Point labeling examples
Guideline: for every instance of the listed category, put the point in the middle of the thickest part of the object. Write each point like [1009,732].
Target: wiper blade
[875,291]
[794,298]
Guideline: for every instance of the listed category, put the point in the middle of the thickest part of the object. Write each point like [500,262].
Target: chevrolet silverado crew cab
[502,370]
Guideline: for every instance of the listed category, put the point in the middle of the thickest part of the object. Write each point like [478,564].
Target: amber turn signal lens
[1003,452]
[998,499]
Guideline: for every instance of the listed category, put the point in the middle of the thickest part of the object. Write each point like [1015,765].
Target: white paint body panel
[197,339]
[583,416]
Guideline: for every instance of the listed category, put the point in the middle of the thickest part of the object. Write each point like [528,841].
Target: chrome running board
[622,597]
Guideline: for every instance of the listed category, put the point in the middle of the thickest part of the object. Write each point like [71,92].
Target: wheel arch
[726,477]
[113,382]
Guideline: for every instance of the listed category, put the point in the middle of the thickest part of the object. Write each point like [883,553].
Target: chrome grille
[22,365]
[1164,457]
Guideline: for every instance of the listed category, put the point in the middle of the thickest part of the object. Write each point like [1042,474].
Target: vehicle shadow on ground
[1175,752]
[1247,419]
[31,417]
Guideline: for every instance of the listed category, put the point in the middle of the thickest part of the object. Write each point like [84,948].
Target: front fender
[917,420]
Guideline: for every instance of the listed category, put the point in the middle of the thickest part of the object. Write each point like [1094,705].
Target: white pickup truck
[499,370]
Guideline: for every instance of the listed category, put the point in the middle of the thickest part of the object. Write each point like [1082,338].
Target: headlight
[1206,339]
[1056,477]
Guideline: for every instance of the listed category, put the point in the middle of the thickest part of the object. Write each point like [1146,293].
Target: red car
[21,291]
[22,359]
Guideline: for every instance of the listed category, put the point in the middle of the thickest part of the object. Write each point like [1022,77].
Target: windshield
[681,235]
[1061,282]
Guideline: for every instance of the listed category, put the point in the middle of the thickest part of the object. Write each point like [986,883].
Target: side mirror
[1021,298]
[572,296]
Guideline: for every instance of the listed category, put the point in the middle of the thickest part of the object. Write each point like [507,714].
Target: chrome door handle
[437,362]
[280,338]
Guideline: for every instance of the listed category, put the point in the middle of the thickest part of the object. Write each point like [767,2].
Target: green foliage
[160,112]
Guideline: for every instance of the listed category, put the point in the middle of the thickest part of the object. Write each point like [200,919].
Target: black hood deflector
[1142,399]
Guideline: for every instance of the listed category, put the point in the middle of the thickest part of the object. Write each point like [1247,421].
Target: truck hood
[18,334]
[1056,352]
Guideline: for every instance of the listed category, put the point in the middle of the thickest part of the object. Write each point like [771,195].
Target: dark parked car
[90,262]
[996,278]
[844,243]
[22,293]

WORK TO BE COMPLETED
Reproduce every line of the records verbatim, from the line containing "point like [1146,293]." down through the end of the records.

REPLY TO THE TASK
Guideline: for every instance of the listed category, put the point in the middle of the thickest part of the object. Write each point like [1146,293].
Target: red car
[21,291]
[22,359]
Guideline: for every instance of the listed category, put the point in the middle of the thickest part of the object. Write each point like [1022,77].
Target: windshield
[681,235]
[1061,282]
Guideline: for every instance of the listed category, put the point in the middle of the thickest part of the object. Write each point like [986,883].
Target: side mirror
[1021,298]
[572,296]
Guideline: for every instance of the listed category, put the point in the middle of the thickest part of the object. Write each point like [507,714].
Target: chrome door handle
[437,362]
[280,338]
Guideline: for every instance of the listed category, put the point in the middle of the thickest part of the object. Write each point like [767,2].
Target: green foliage
[160,112]
Guideline: for every instance of the listed category, put the point in the middle of the thickest part of the object. Write each point like [200,919].
Target: black hood deflector
[1142,399]
Guideline: for every instance of the listed category, put the point in the middle of the thickest part of the object. Write each point like [1247,421].
Target: truck hood
[18,334]
[1056,352]
Guideline: for every instance of the listed category, put the point in the middle of the thickest part of the object. Write each point like [771,195].
Target: dark parked car
[90,262]
[996,278]
[844,243]
[22,293]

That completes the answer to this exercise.